* [Record extracts]
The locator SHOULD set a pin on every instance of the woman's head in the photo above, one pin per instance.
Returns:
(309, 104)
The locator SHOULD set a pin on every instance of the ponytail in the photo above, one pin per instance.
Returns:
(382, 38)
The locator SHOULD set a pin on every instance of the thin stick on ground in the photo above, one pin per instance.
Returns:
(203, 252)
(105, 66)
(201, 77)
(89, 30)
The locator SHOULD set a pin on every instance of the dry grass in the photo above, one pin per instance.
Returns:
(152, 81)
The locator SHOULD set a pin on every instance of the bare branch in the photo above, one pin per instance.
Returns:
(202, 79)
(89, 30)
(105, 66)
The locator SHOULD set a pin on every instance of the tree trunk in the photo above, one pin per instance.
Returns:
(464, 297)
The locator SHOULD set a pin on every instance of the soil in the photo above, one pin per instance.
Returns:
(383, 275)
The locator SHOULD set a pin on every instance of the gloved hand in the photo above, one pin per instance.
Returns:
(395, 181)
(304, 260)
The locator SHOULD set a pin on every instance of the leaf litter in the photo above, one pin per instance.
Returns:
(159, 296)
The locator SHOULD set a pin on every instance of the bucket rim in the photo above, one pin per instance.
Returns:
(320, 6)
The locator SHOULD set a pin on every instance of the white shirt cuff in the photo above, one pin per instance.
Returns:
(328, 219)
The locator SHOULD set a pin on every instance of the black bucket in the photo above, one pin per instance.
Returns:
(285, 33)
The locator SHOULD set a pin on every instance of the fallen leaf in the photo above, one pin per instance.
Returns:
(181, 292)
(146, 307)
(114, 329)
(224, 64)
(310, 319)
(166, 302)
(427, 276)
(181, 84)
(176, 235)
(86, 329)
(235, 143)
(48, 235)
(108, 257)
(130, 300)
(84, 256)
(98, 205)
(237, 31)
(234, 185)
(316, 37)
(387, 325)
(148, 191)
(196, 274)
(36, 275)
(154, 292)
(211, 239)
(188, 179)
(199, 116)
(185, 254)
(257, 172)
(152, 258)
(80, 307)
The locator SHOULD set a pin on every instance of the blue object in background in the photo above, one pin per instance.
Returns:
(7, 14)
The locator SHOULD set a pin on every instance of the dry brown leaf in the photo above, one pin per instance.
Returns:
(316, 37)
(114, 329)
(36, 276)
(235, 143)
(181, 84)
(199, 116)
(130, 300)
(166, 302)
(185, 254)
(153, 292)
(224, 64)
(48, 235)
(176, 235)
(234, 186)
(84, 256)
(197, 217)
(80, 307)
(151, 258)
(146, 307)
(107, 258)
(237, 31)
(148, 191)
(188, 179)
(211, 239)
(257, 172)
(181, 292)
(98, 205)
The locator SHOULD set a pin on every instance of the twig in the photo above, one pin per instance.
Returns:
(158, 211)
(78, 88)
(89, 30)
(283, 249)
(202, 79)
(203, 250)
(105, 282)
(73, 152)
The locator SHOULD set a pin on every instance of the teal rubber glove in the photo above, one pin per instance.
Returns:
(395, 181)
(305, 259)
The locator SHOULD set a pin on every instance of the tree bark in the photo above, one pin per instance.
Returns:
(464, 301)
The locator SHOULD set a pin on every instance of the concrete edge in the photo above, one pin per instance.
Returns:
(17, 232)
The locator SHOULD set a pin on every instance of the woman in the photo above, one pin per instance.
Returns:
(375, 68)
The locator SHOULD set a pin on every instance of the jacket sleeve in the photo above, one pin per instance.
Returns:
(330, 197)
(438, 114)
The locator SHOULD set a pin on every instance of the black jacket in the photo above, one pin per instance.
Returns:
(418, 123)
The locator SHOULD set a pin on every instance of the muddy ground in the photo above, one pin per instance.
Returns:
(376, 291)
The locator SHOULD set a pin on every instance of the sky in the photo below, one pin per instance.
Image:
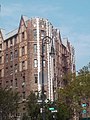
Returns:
(71, 17)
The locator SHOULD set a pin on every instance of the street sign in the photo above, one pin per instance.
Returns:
(54, 111)
(51, 109)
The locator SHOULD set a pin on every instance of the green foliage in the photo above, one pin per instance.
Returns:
(33, 108)
(8, 103)
(77, 90)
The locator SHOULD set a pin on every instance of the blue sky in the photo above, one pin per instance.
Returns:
(72, 17)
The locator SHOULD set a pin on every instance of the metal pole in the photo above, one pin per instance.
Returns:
(43, 106)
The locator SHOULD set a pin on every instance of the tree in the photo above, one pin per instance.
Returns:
(8, 104)
(74, 92)
(33, 108)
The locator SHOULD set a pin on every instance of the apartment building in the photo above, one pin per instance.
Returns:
(21, 61)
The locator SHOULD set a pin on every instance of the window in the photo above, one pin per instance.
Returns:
(11, 83)
(23, 50)
(11, 42)
(6, 57)
(36, 78)
(0, 73)
(16, 67)
(7, 83)
(23, 65)
(0, 46)
(15, 40)
(23, 95)
(0, 84)
(35, 63)
(44, 63)
(0, 60)
(11, 56)
(16, 82)
(35, 48)
(42, 34)
(23, 35)
(44, 48)
(6, 44)
(23, 78)
(35, 34)
(16, 53)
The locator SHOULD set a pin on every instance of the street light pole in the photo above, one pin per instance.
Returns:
(45, 40)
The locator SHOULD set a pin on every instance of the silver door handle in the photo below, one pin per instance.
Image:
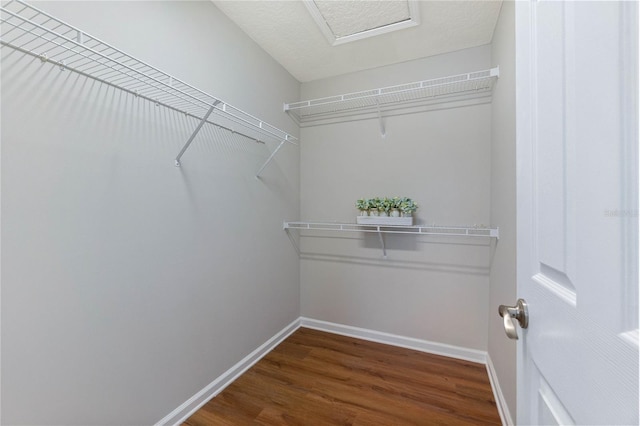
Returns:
(511, 314)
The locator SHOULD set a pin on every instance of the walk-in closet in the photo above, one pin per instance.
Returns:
(190, 187)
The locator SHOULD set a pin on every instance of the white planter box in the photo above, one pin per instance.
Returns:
(384, 220)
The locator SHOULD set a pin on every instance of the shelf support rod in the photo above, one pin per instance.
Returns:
(195, 132)
(273, 154)
(384, 249)
(383, 133)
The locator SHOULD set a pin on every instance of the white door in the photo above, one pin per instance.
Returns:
(577, 159)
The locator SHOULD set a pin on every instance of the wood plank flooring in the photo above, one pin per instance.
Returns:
(317, 378)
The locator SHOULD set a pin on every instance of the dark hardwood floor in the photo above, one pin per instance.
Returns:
(317, 378)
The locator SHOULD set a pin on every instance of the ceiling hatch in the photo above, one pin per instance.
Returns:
(345, 21)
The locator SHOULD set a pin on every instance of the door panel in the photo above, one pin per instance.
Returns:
(577, 227)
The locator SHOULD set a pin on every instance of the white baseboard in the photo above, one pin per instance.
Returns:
(503, 408)
(451, 351)
(190, 406)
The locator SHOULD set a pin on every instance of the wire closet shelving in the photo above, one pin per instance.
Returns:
(451, 231)
(462, 86)
(35, 32)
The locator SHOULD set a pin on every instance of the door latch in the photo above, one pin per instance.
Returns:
(511, 314)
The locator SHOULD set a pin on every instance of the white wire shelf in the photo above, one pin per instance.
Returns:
(35, 32)
(451, 231)
(462, 86)
(456, 231)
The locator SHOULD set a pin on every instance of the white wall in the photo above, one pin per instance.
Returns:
(503, 202)
(430, 288)
(129, 284)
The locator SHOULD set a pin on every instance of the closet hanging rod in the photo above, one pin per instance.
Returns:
(35, 32)
(132, 92)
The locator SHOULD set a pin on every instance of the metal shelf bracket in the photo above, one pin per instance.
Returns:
(195, 132)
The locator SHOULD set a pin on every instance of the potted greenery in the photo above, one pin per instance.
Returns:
(385, 206)
(375, 206)
(395, 206)
(407, 207)
(363, 206)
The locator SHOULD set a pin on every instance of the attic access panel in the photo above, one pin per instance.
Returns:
(345, 21)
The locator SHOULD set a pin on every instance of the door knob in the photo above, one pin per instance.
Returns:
(511, 314)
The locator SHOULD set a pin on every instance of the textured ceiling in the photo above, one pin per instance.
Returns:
(351, 17)
(286, 30)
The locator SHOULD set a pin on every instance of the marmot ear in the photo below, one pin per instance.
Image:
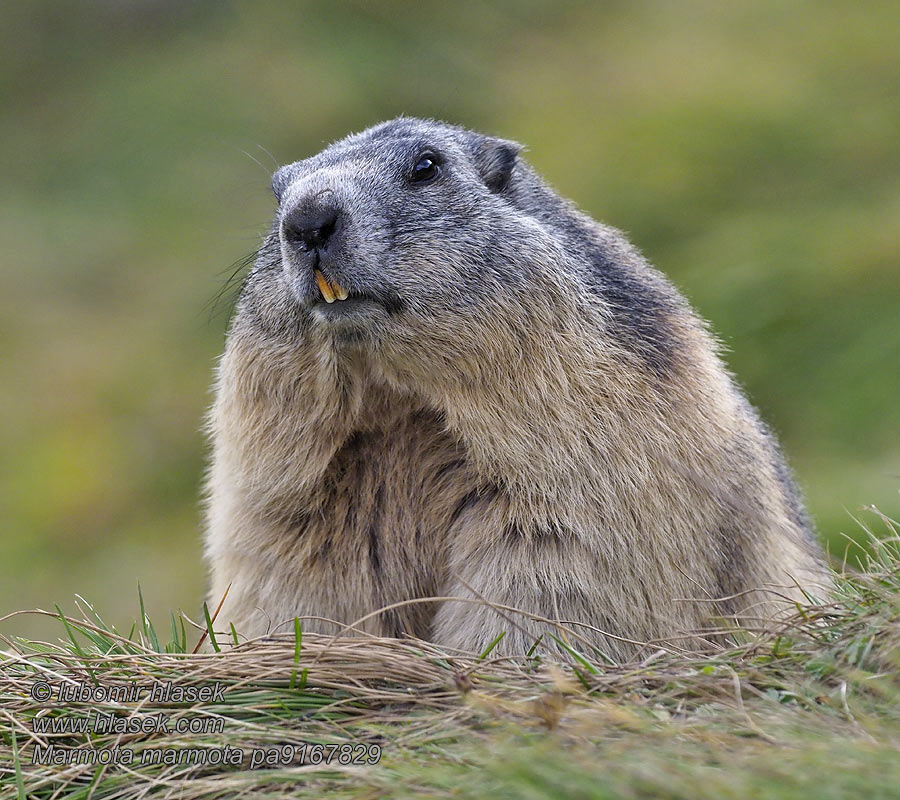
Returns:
(495, 160)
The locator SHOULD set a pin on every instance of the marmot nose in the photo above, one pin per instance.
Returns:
(310, 226)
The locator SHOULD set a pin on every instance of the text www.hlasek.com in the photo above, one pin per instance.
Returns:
(188, 720)
(98, 722)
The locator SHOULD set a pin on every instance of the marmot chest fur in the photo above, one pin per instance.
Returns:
(443, 380)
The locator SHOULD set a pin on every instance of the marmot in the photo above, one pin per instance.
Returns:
(443, 380)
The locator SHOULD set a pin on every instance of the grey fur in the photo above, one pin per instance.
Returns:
(524, 411)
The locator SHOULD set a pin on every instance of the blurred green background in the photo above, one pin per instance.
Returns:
(752, 150)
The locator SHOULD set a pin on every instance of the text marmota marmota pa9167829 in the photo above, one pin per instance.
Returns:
(443, 380)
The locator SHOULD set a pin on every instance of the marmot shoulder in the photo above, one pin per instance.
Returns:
(444, 380)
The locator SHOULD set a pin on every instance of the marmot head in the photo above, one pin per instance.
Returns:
(407, 230)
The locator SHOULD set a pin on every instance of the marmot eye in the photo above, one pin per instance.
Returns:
(426, 169)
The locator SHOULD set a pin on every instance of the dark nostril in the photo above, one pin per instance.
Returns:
(311, 228)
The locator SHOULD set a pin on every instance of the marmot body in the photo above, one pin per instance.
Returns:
(509, 404)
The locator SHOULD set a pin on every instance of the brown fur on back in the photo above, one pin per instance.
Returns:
(537, 446)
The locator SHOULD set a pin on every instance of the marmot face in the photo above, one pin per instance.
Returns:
(443, 380)
(402, 234)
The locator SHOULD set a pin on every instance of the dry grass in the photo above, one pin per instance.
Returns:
(816, 700)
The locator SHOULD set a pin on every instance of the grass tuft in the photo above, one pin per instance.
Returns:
(810, 708)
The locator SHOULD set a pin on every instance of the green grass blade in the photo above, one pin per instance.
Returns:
(491, 646)
(298, 646)
(209, 630)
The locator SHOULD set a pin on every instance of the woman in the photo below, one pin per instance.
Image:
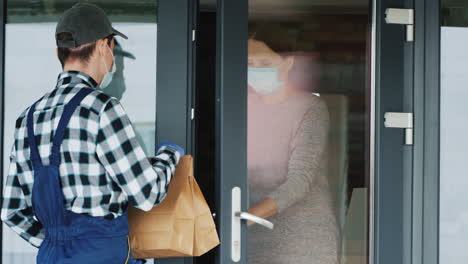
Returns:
(287, 136)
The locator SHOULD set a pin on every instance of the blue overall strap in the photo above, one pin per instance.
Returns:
(63, 123)
(36, 159)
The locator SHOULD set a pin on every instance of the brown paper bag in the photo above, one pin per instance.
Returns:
(181, 226)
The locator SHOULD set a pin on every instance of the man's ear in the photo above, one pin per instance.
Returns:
(100, 46)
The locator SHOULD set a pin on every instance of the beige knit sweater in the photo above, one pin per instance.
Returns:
(286, 162)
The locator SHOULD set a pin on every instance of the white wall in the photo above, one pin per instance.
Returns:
(454, 146)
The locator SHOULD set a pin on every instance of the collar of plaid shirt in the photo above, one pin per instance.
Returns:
(76, 78)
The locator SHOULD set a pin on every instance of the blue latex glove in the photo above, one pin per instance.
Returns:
(172, 145)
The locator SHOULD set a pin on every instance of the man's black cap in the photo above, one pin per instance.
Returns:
(86, 23)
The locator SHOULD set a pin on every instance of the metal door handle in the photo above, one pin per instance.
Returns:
(255, 219)
(236, 216)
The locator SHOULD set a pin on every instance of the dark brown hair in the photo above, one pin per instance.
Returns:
(274, 35)
(82, 53)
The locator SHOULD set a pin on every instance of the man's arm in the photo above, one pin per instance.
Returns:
(17, 211)
(118, 150)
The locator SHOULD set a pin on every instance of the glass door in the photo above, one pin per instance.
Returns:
(306, 170)
(30, 51)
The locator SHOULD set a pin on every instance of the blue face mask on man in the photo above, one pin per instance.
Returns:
(109, 75)
(264, 81)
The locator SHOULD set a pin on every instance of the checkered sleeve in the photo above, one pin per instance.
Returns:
(17, 210)
(118, 150)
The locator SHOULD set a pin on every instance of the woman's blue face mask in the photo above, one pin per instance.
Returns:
(264, 81)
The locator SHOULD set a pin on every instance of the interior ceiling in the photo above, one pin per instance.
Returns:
(293, 5)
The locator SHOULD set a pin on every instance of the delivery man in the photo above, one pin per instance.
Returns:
(76, 164)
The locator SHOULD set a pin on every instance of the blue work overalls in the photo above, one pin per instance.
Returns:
(71, 238)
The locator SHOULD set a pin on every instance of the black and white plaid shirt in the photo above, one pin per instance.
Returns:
(103, 167)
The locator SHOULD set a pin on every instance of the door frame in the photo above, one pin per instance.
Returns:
(175, 77)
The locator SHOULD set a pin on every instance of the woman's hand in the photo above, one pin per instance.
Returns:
(264, 209)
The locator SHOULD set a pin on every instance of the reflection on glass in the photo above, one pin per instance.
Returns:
(306, 132)
(453, 217)
(33, 22)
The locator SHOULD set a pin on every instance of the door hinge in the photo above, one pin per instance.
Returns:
(401, 120)
(402, 17)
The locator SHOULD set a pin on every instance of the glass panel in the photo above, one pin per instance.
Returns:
(307, 131)
(30, 52)
(453, 128)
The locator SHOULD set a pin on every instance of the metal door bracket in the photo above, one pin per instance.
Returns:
(401, 120)
(402, 17)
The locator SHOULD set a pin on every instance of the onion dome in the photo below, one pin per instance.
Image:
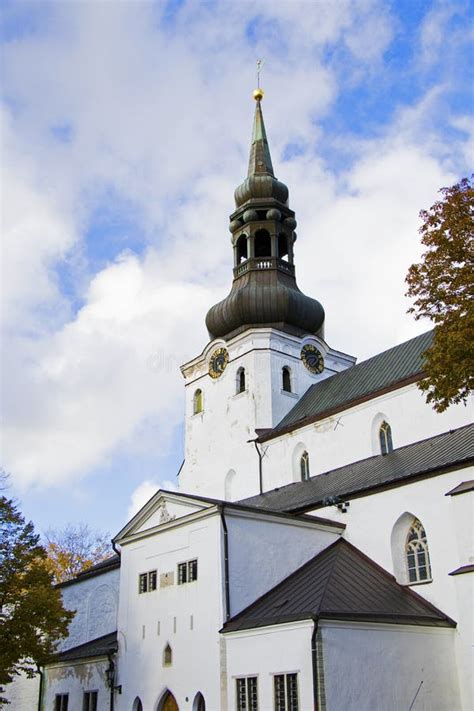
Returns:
(264, 292)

* [What you have to do] The exact lines of the material above starting at the one that contains "the metal pole" and ending at the one that contains "of the window" are what to retype; leave out everything else.

* [Solution to this task]
The locator SHOULD set a pin on every instance of the metal pole in the photo above, one pin per instance.
Returns:
(43, 106)
The locator SHOULD set a pin on every instance of the tree in the photo above, one pin per instance.
Returns:
(8, 104)
(74, 92)
(33, 108)
The locator SHOULD set a pin on every instance of the apartment building in the photo above, one pin per instance.
Returns:
(21, 61)
The locator SHOULD set a pin on every instance of the window in the photo above, one pin per instance.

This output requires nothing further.